- **WORK TO COMPLETE**
Render every line of the items below as a JSON list of strings, one string per line, with blank lines omitted. Leave the pictures out of the answer.
--- Start DATA FOR THIS EXERCISE ---
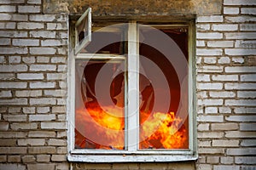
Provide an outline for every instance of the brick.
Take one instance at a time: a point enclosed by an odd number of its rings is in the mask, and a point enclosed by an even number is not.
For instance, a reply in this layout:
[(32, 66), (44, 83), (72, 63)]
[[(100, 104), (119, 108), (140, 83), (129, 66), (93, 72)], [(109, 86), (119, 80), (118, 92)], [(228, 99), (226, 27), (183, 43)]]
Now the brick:
[(49, 162), (49, 155), (37, 155), (37, 162)]
[(38, 46), (39, 40), (35, 39), (13, 39), (14, 46)]
[(34, 6), (34, 5), (25, 5), (25, 6), (18, 6), (18, 12), (19, 13), (39, 13), (41, 12), (40, 6)]
[(41, 122), (42, 129), (67, 129), (65, 122)]
[(255, 132), (239, 132), (239, 131), (229, 131), (225, 133), (226, 138), (256, 138)]
[(50, 138), (55, 137), (55, 133), (52, 131), (30, 131), (28, 133), (28, 137), (34, 138)]
[[(254, 119), (252, 119), (252, 120), (254, 120)], [(243, 120), (241, 119), (241, 121), (243, 121)], [(249, 121), (247, 120), (247, 121), (243, 121), (243, 122), (249, 122)], [(241, 131), (255, 131), (255, 129), (256, 129), (256, 123), (252, 123), (252, 122), (240, 123), (240, 130)]]
[(38, 124), (37, 123), (12, 123), (10, 125), (11, 129), (13, 130), (28, 130), (28, 129), (37, 129)]
[(224, 7), (224, 14), (238, 14), (239, 8), (237, 8), (237, 7)]
[(256, 74), (241, 75), (240, 80), (241, 82), (256, 82)]
[(0, 48), (0, 54), (27, 54), (27, 48)]
[(239, 140), (212, 140), (212, 146), (238, 147)]
[(223, 33), (220, 32), (197, 32), (197, 39), (222, 39)]
[(227, 66), (225, 72), (256, 72), (256, 66)]
[(256, 96), (256, 91), (238, 91), (238, 98), (254, 98)]
[(29, 82), (31, 88), (55, 88), (55, 82)]
[(213, 170), (240, 170), (240, 167), (230, 165), (214, 165)]
[(18, 139), (18, 145), (44, 145), (45, 139)]
[(40, 99), (30, 99), (30, 105), (55, 105), (56, 104), (56, 99), (54, 98), (40, 98)]
[(255, 156), (256, 148), (227, 149), (228, 156)]
[(54, 121), (55, 120), (55, 115), (49, 114), (49, 115), (30, 115), (29, 121)]
[(223, 84), (222, 83), (217, 83), (217, 82), (199, 82), (197, 83), (197, 88), (201, 90), (205, 89), (222, 89)]
[(36, 158), (33, 156), (22, 156), (21, 160), (24, 163), (30, 163), (35, 162)]
[(222, 22), (223, 16), (211, 15), (211, 16), (199, 16), (196, 20), (197, 22)]
[(29, 154), (54, 154), (55, 153), (55, 147), (53, 146), (40, 146), (40, 147), (29, 147)]
[(56, 49), (54, 48), (30, 48), (31, 54), (55, 54)]
[(26, 154), (26, 147), (0, 147), (1, 154)]
[(55, 14), (33, 14), (29, 16), (32, 21), (54, 21), (55, 20)]
[(244, 49), (244, 48), (227, 48), (224, 49), (227, 55), (254, 55), (256, 49)]
[(42, 90), (22, 90), (16, 91), (17, 97), (39, 97), (42, 96)]
[(232, 48), (234, 46), (233, 41), (209, 41), (207, 46), (211, 48)]
[(224, 121), (223, 116), (198, 116), (198, 122), (222, 122)]
[(55, 71), (56, 65), (30, 65), (29, 70), (35, 71)]
[(241, 14), (256, 14), (256, 9), (254, 8), (241, 8)]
--- End DATA FOR THIS EXERCISE ---
- **WRITTEN REPLY**
[
  "Provide an outline for every instance of the brick.",
  "Take one instance at a time: a point enclosed by an odd number of its rings is in the mask, and a point enclosed by an even number is not.",
  "For instance, a reply in this layout:",
  "[(32, 66), (44, 83), (72, 63)]",
  "[[(100, 104), (119, 108), (140, 83), (129, 66), (93, 72)], [(109, 86), (119, 80), (118, 92)], [(228, 99), (226, 27), (183, 43)]]",
  "Now the brick:",
  "[(49, 162), (49, 155), (37, 155), (37, 162)]",
  "[(38, 46), (39, 40), (35, 39), (13, 39), (14, 46)]",
  "[(34, 6), (34, 5), (25, 5), (25, 6), (18, 6), (18, 12), (19, 13), (39, 13), (41, 12), (40, 6)]",
  "[(41, 122), (42, 129), (67, 129), (65, 122)]",
  "[(255, 132), (239, 132), (239, 131), (229, 131), (225, 133), (226, 138), (256, 138)]",
  "[(50, 138), (55, 137), (55, 133), (52, 131), (30, 131), (28, 133), (28, 137), (34, 138)]",
  "[[(254, 119), (252, 119), (252, 120), (254, 120)], [(243, 120), (241, 119), (241, 121), (243, 121)], [(249, 121), (247, 120), (247, 121), (243, 121), (243, 122), (249, 122)], [(241, 131), (255, 131), (255, 129), (256, 129), (256, 123), (252, 123), (252, 122), (240, 123), (240, 130)]]",
  "[(38, 124), (37, 123), (12, 123), (10, 125), (11, 129), (13, 130), (28, 130), (28, 129), (37, 129)]",
  "[(224, 7), (224, 14), (238, 14), (239, 8), (237, 8), (237, 7)]",
  "[(256, 74), (241, 75), (240, 80), (241, 82), (256, 82)]",
  "[(0, 48), (0, 54), (27, 54), (27, 48)]",
  "[(239, 140), (212, 140), (212, 146), (238, 147)]",
  "[(223, 33), (220, 32), (197, 32), (197, 39), (222, 39)]",
  "[(227, 66), (225, 72), (256, 72), (256, 66)]",
  "[(256, 96), (256, 91), (238, 91), (238, 98), (254, 98)]",
  "[(29, 82), (31, 88), (55, 88), (55, 82)]",
  "[(213, 170), (240, 170), (240, 167), (230, 165), (214, 165)]",
  "[(18, 139), (18, 145), (44, 145), (45, 139)]",
  "[(40, 99), (30, 99), (30, 105), (55, 105), (56, 104), (56, 99), (54, 98), (40, 98)]",
  "[(255, 156), (256, 148), (227, 149), (228, 156)]",
  "[(54, 121), (55, 120), (55, 115), (49, 114), (49, 115), (30, 115), (29, 121)]",
  "[(223, 84), (222, 83), (217, 83), (217, 82), (199, 82), (197, 83), (197, 88), (201, 90), (205, 89), (222, 89)]",
  "[(36, 158), (33, 156), (22, 156), (21, 160), (24, 163), (30, 163), (35, 162)]",
  "[(222, 22), (223, 16), (211, 15), (211, 16), (199, 16), (196, 20), (197, 22)]",
  "[(29, 154), (54, 154), (55, 153), (55, 147), (53, 146), (40, 146), (40, 147), (29, 147)]",
  "[(56, 49), (54, 48), (30, 48), (31, 54), (55, 54)]",
  "[(26, 154), (26, 147), (0, 147), (1, 154)]",
  "[(55, 14), (33, 14), (29, 16), (32, 21), (54, 21), (55, 20)]",
  "[(244, 49), (244, 48), (227, 48), (224, 49), (227, 55), (254, 55), (256, 49)]",
  "[(42, 90), (22, 90), (16, 91), (17, 97), (39, 97), (42, 96)]",
  "[(232, 48), (234, 46), (233, 41), (209, 41), (207, 46), (211, 48)]",
  "[(224, 121), (223, 116), (198, 116), (198, 122), (222, 122)]",
  "[(55, 71), (56, 65), (30, 65), (29, 70), (35, 71)]",
  "[(241, 14), (256, 14), (256, 9), (254, 8), (241, 8)]"
]